The following is a Change Proposal for ISSUE-41, Distributed Extensibility.
This proposal was written by Rob Ennals, but contains ideas from many other people, including Tony Ross, Maciej Stachowiak, Henry S. Thompson, Sam Ruby, David Singer, and Ian Hickson.
This is the original change proposal that I said that I would write up formally and closely matches the proposal that I had previously described informally.
An extension spec can define attributes and element names. To prevent name clashes and draw attention to the fact that an extension is being used, such attributes must be of the form "prefix:name". To avoid name clashes, the author of an extension can register their extension, its namespace, and its prefix in a wiki maintained by the HTML WG. Alternatively, if they have not registered a prefix, they may use a prefix that starts with "x-".
In HTML documents, the user agent should ignore the namespace associated with a prefixed name, and look only at the prefix when deciding what semantics to give to a name. For compatibility with XML, an HTML file may contain an XMLNS declaration for a prefix. If the prefix is a registered prefix, then the namespace must be the one that was registered. If the document contains more than one XMLNS declaration for the same prefix, then they must bind it to the same namespace. If no XMLNS declaration is given for a prefix, then prefixed names are in the null namespace, otherwise they are in the namespace given by the XMLNS declaration.

* [MATERIAL SHOWN]

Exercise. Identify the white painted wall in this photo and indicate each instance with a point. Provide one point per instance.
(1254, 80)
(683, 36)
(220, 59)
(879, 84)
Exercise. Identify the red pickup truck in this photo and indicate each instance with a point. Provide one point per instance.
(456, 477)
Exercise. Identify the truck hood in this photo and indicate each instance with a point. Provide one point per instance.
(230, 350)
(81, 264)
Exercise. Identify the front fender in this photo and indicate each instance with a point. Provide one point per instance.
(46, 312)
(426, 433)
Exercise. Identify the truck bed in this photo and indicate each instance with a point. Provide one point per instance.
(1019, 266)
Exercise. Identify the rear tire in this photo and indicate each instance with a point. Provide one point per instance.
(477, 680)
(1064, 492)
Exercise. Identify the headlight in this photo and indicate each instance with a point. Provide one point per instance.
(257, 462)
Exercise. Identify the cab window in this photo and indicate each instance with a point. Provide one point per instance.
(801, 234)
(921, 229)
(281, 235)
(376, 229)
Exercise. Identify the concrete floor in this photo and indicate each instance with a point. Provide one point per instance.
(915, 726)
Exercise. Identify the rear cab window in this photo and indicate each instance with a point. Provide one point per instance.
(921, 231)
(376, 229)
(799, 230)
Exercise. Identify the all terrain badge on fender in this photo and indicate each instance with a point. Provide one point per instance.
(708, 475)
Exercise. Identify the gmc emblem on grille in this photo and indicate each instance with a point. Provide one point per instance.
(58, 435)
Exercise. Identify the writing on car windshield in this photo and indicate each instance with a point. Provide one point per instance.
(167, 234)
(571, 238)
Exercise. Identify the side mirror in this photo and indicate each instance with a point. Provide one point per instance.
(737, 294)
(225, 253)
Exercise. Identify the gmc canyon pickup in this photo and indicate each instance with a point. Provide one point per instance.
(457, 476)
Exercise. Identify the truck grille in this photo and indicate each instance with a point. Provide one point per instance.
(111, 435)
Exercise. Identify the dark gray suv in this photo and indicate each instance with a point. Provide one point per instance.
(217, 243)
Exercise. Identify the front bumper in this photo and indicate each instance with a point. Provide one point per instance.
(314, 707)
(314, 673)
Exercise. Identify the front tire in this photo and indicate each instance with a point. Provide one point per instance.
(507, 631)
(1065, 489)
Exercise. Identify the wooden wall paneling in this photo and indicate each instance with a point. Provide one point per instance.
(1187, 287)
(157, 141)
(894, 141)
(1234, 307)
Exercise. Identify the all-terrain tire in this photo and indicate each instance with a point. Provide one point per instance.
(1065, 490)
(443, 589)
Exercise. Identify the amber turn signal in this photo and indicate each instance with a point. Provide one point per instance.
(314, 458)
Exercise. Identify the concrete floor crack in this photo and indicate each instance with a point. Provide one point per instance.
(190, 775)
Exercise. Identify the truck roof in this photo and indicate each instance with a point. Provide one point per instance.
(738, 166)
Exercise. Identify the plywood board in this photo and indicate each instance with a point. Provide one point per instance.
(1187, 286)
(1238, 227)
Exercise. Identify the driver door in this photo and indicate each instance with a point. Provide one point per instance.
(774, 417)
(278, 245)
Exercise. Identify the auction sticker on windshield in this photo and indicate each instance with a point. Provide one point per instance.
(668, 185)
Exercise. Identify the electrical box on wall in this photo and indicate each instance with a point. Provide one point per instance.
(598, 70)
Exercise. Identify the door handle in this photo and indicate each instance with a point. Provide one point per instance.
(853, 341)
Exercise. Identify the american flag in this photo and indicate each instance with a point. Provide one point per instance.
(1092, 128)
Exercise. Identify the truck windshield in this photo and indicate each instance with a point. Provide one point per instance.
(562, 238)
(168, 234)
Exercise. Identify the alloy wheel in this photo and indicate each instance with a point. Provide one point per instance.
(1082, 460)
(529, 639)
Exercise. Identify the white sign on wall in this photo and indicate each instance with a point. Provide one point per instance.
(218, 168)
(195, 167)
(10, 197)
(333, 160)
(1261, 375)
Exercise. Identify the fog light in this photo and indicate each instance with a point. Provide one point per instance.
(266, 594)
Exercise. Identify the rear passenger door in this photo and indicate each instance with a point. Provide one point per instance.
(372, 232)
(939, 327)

* [PROBLEMS TO WORK ON]
a) List the people the change proposal names as contributors of ideas, other than its writer.
b) Decide whether each statement agrees with the change proposal. Answer yes or no and quote the deciding words. (i) Attributes defined by an extension must take the form "prefix:name". (ii) In HTML documents, the user agent assigns semantics to a prefixed name based on its associated namespace. (iii) An extension author who has not registered a prefix may use one beginning with "x-".
c) Reproduce the passage of the change proposal from "This proposal was" to "and Ian Hickson.".

* [SOLUTIONS TO THE TASKS]
a) Tony Ross, Maciej Stachowiak, Henry S. Thompson, Sam Ruby, David Singer, Ian Hickson

b)
(i) Yes: "such attributes must be of the form "prefix:name""
(ii) No: "the user agent should ignore the namespace associated with a prefixed name, and look only at the prefix when deciding what semantics to give to a name"
(iii) Yes: "if they have not registered a prefix, they may use a prefix that starts with "x-""

c)
This proposal was written by Rob Ennals, but contains ideas from many other people, including Tony Ross, Maciej Stachowiak, Henry S. Thompson, Sam Ruby, David Singer, and Ian Hickson.